■ **Given records**:
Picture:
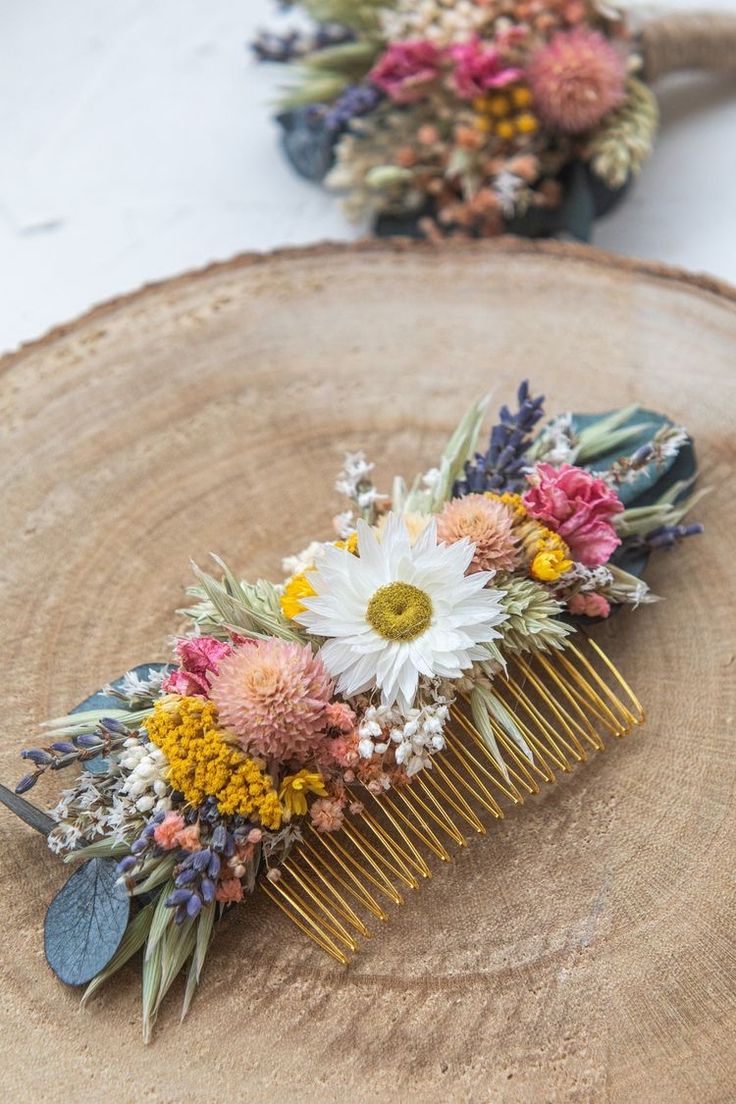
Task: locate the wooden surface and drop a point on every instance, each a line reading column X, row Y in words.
column 584, row 949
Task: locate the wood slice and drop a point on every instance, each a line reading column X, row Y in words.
column 584, row 949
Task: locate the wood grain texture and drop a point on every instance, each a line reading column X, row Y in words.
column 584, row 949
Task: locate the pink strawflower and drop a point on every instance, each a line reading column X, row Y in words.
column 327, row 814
column 576, row 78
column 274, row 697
column 230, row 891
column 200, row 657
column 189, row 838
column 589, row 605
column 340, row 717
column 488, row 523
column 479, row 67
column 406, row 70
column 166, row 834
column 577, row 506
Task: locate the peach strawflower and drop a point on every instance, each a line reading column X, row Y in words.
column 166, row 834
column 189, row 838
column 230, row 891
column 340, row 717
column 274, row 697
column 327, row 814
column 589, row 605
column 488, row 523
column 577, row 77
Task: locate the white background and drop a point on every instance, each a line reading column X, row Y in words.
column 136, row 142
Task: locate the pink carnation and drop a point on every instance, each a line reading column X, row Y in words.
column 166, row 834
column 200, row 657
column 589, row 605
column 577, row 77
column 274, row 697
column 479, row 67
column 406, row 70
column 577, row 506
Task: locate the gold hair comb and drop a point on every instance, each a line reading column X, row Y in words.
column 329, row 738
column 565, row 703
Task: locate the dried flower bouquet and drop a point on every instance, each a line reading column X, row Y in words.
column 289, row 707
column 467, row 117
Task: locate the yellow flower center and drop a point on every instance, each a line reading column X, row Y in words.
column 400, row 612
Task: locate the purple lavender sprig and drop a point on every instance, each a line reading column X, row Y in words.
column 356, row 101
column 501, row 468
column 62, row 753
column 667, row 537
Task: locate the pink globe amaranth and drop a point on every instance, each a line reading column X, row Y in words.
column 480, row 67
column 579, row 507
column 576, row 78
column 200, row 656
column 589, row 605
column 274, row 697
column 406, row 70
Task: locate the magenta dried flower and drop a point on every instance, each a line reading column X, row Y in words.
column 576, row 78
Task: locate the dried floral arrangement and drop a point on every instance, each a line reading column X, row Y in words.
column 322, row 736
column 467, row 117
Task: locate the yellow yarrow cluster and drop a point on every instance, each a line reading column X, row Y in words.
column 297, row 588
column 551, row 558
column 202, row 764
column 350, row 544
column 505, row 114
column 295, row 788
column 513, row 501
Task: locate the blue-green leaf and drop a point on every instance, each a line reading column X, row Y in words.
column 652, row 480
column 86, row 922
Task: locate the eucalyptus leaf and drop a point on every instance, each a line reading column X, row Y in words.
column 27, row 811
column 307, row 141
column 86, row 922
column 132, row 941
column 651, row 476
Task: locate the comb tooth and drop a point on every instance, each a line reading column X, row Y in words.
column 300, row 915
column 374, row 876
column 438, row 815
column 630, row 719
column 345, row 877
column 507, row 787
column 420, row 829
column 639, row 717
column 383, row 855
column 519, row 776
column 476, row 787
column 558, row 701
column 543, row 741
column 406, row 848
column 590, row 700
column 440, row 782
column 331, row 893
column 522, row 767
column 568, row 723
column 588, row 731
column 312, row 899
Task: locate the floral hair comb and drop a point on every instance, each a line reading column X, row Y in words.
column 478, row 117
column 327, row 739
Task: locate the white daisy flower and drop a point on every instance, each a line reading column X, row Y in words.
column 400, row 611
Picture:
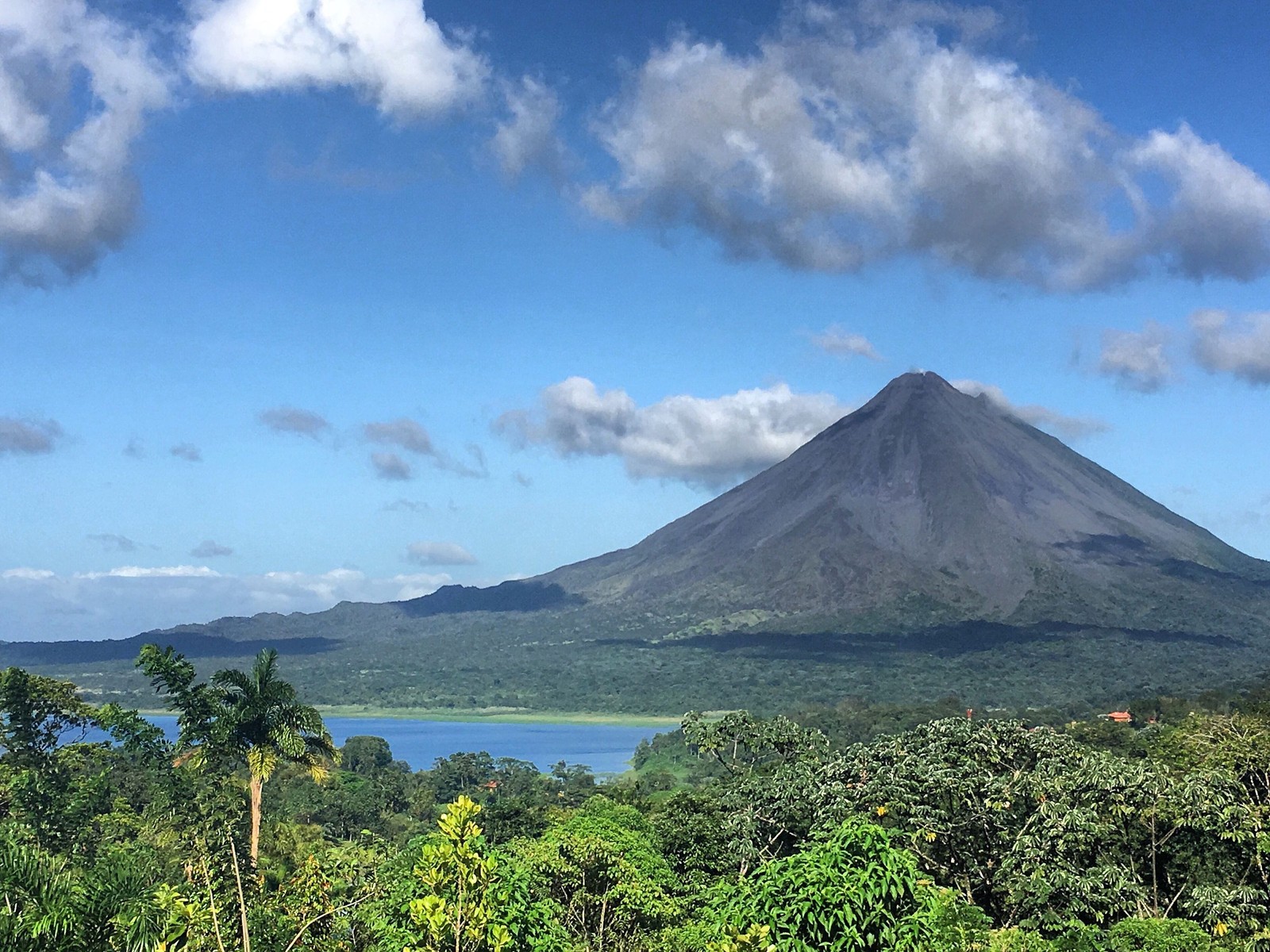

■ **Aim**:
Can you copy the stretch of lines from the one containing "Task: locate the pink strawflower" through the one containing "column 565, row 703", both included, character for character?

■ **Result below**:
Task: locate the pink strawflower and drop a point on every instance, each a line reading column X, row Y in words.
column 327, row 814
column 576, row 78
column 274, row 697
column 230, row 891
column 200, row 657
column 189, row 838
column 589, row 605
column 340, row 717
column 488, row 523
column 479, row 67
column 406, row 70
column 166, row 834
column 577, row 506
Task: locate the peach strawflower and drop a point on every instance, each a line reading column X, row Y in words.
column 166, row 834
column 189, row 838
column 230, row 891
column 340, row 717
column 274, row 697
column 327, row 814
column 589, row 605
column 488, row 523
column 577, row 77
Task: locate the white background and drop a point on every instance, each a line reading column X, row Y in words.
column 136, row 142
Task: locate the pink carnation and drop a point on every instance, each a line reading column X, row Y in words.
column 166, row 834
column 200, row 657
column 589, row 605
column 577, row 77
column 274, row 697
column 479, row 67
column 406, row 70
column 577, row 506
Task: locate the gold hair comb and drop a point on every instance, each a line reading column X, row Y in words.
column 329, row 738
column 565, row 703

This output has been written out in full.